== Problem statement ==
Rewrite every line of the records, starting at the line that contains "Identify each instance of the recessed" and ending at the last line of the records, and shift each point coordinate by adding 49 to it.

== Entries provided ==
begin

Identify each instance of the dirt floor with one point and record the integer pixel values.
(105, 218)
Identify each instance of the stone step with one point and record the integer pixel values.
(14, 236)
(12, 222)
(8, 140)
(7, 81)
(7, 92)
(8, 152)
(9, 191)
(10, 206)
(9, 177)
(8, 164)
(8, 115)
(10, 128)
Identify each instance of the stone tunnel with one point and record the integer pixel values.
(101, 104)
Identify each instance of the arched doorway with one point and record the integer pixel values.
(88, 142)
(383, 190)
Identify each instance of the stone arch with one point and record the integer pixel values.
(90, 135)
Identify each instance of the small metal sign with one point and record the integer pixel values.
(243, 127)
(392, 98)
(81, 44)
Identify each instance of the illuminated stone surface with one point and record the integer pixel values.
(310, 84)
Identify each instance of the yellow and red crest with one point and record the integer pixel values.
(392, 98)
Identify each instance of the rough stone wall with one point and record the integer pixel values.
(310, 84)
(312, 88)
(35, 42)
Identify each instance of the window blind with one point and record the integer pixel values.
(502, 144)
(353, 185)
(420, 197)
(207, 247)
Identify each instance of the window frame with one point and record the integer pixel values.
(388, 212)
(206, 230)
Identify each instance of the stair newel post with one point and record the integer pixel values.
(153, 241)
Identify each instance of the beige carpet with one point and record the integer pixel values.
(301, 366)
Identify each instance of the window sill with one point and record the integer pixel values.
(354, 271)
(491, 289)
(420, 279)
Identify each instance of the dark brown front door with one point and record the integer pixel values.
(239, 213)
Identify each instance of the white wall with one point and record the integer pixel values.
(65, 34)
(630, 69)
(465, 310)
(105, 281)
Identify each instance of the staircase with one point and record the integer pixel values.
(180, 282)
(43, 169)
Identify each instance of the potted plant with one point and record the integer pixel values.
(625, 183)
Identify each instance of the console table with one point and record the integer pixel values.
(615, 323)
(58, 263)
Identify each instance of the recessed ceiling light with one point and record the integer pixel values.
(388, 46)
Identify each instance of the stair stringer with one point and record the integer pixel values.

end

== Exercise solution ==
Identify each instance of the recessed ceiling light with one point and record the integer pixel values.
(437, 95)
Identify each instance of the stair stringer with one point and record the integer pixel values.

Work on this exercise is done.